§ Dokumen Sumber:
■ ■ ■ ■ ■ ■ ■

Elly Kasim, Diva Permata Minang Yang Telah Berpulang

Sep 2, 2021
Elly Kasim Diva Minang

Sekitar sepuluh tahun lalu, ketika ledakan piringan hitam di teman-teman bunyinya terus menggoda, pertahanan jebol, dan saya mulai membelinya, itulah masa pertama kalinya saya mendengarkan rekaman Elly Kasim permata Minang ini dalam wujud aslinya, meskipun nama besarnya tentu sangat dekat dan selalu terdengar.

Agak lupa mendapatkannya di mana, apakah Jalan Surabaya atau lantai bawah tanah Blok M Square, Jakarta, album itu berjudul Elly Kasim Dengan Gajanja Jang Tersendiri, di mana Elly bernyanyi bersama Orkes Arsianti dibawah pimpinan Adrianto. Album itu dirilis oleh Irama Records, perusahaan rekaman musik pertama di Indonesia yang didirikan pada 1951 oleh Mas Yos alias Suryo Karsono.

■ ■ ■ ■ ■ ■ ■

Daftar Data
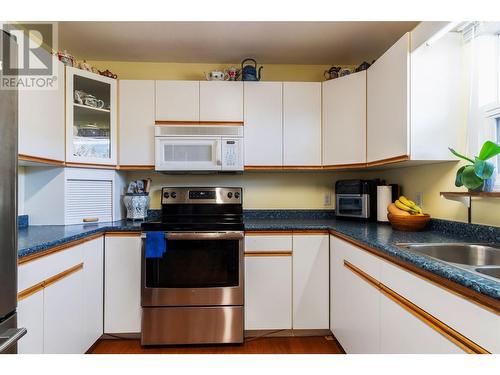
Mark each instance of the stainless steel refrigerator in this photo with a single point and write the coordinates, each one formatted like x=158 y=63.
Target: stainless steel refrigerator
x=9 y=332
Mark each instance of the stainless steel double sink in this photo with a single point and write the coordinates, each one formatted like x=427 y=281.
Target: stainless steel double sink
x=481 y=258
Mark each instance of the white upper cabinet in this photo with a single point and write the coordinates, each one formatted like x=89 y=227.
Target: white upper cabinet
x=413 y=101
x=177 y=101
x=221 y=101
x=263 y=123
x=41 y=120
x=436 y=79
x=344 y=120
x=137 y=121
x=388 y=92
x=311 y=299
x=91 y=118
x=302 y=123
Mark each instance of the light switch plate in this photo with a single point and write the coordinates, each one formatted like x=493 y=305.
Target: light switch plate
x=327 y=201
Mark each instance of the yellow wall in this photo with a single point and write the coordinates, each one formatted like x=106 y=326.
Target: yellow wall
x=306 y=190
x=433 y=179
x=165 y=70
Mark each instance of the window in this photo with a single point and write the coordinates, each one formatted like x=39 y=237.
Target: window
x=498 y=141
x=482 y=57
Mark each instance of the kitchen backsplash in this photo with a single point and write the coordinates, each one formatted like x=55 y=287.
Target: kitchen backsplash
x=306 y=190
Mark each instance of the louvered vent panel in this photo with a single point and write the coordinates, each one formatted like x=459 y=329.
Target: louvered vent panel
x=88 y=199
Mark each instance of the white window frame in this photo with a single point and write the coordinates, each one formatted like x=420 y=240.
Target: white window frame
x=492 y=118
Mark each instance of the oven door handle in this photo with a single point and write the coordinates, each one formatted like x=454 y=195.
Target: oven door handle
x=190 y=236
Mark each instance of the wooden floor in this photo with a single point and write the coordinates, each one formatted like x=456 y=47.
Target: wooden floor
x=264 y=345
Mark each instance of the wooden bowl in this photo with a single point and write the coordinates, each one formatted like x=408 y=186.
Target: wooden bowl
x=411 y=223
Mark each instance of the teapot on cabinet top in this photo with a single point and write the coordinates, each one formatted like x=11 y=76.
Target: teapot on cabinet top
x=249 y=72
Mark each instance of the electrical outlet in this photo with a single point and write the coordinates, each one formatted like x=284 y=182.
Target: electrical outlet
x=419 y=199
x=327 y=201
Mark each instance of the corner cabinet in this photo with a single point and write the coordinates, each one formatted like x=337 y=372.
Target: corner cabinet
x=221 y=101
x=301 y=124
x=91 y=121
x=137 y=120
x=263 y=123
x=344 y=120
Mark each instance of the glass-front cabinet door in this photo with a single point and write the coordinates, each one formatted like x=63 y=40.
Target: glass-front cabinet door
x=91 y=128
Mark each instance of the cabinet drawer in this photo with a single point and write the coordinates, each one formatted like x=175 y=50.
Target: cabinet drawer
x=268 y=243
x=471 y=320
x=32 y=273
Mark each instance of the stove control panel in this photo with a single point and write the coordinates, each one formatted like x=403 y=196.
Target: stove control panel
x=201 y=195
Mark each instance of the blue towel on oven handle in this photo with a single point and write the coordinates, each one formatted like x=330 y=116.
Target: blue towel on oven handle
x=156 y=244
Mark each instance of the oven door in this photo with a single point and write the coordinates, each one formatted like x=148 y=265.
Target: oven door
x=197 y=269
x=187 y=154
x=353 y=205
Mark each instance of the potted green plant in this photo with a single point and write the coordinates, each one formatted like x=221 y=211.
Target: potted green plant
x=480 y=174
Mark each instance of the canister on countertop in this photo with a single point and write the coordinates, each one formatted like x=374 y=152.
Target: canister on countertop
x=384 y=198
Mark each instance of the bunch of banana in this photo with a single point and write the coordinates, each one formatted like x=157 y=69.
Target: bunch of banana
x=403 y=206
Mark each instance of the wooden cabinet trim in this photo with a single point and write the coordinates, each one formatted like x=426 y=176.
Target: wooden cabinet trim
x=30 y=291
x=446 y=331
x=268 y=233
x=481 y=300
x=274 y=253
x=47 y=282
x=209 y=123
x=123 y=234
x=36 y=159
x=136 y=167
x=91 y=165
x=57 y=248
x=395 y=159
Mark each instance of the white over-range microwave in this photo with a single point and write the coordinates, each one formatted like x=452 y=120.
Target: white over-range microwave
x=199 y=147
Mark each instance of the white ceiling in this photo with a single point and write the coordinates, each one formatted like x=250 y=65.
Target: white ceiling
x=230 y=42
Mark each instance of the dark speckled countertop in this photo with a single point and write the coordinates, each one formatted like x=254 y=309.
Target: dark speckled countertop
x=378 y=236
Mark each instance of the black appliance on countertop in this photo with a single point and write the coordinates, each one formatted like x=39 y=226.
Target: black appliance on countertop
x=356 y=199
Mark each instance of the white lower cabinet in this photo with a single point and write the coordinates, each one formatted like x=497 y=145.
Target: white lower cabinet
x=30 y=316
x=93 y=283
x=310 y=282
x=378 y=307
x=355 y=313
x=403 y=333
x=122 y=286
x=268 y=292
x=63 y=315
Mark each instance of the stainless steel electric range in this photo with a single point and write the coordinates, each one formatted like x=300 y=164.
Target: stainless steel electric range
x=193 y=292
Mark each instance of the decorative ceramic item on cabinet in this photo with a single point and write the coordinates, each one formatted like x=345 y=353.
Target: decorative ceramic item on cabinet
x=90 y=99
x=249 y=72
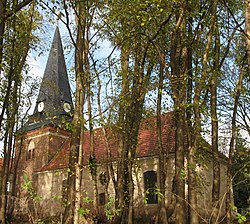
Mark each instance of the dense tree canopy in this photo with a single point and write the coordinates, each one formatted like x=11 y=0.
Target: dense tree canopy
x=193 y=54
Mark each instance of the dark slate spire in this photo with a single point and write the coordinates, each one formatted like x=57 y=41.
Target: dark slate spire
x=54 y=98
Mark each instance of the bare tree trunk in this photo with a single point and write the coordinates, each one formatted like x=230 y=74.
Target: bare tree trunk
x=234 y=117
x=178 y=87
x=162 y=214
x=70 y=213
x=214 y=118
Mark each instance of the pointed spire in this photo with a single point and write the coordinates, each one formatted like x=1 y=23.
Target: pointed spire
x=54 y=98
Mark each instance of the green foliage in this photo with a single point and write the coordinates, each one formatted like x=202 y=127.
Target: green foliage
x=239 y=217
x=241 y=174
x=27 y=186
x=110 y=210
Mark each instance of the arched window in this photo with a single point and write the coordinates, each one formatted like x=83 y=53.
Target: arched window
x=150 y=182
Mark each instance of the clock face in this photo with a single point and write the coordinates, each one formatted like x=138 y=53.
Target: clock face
x=40 y=106
x=66 y=107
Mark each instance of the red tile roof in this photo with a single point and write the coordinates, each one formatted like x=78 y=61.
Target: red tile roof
x=147 y=143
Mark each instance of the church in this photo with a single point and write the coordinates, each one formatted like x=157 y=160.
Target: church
x=42 y=154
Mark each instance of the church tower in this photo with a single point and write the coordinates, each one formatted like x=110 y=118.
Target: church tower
x=54 y=101
x=45 y=132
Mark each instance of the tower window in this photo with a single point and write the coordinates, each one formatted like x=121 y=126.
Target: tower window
x=29 y=154
x=150 y=182
x=102 y=199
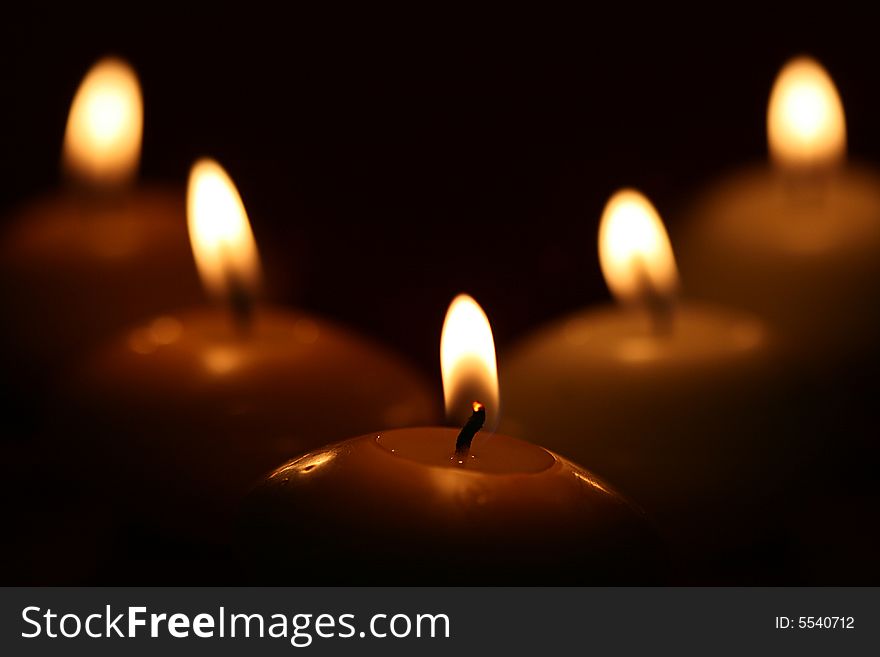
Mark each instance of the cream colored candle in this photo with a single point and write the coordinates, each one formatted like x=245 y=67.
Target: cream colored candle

■ ■ ■ ■ ■ ■ ■

§ Ketentuan Tugas:
1. Terjemahkan ke dalam bahasa Inggris kalimat berikut dari tulisan tentang Elly Kasim: "Album itu dirilis oleh Irama Records, perusahaan rekaman musik pertama di Indonesia yang didirikan pada 1951 oleh Mas Yos alias Suryo Karsono."
2. Kembalikan tanpa perubahan bagian tulisan tentang Elly Kasim yang terentang dari "Sep 2, 2021" sampai dengan "dan selalu terdengar.".
3. Dalam tulisan tentang Elly Kasim, orkes apa yang mengiringi Elly pada album Elly Kasim Dengan Gajanja Jang Tersendiri?

§ Daftar Jawaban:
1. The album was released by Irama Records, the first music recording company in Indonesia, founded in 1951 by Mas Yos, also known as Suryo Karsono.

2.
Sep 2, 2021
Elly Kasim Diva Minang

Sekitar sepuluh tahun lalu, ketika ledakan piringan hitam di teman-teman bunyinya terus menggoda, pertahanan jebol, dan saya mulai membelinya, itulah masa pertama kalinya saya mendengarkan rekaman Elly Kasim permata Minang ini dalam wujud aslinya, meskipun nama besarnya tentu sangat dekat dan selalu terdengar.

3. Orkes Arsianti, di bawah pimpinan Adrianto.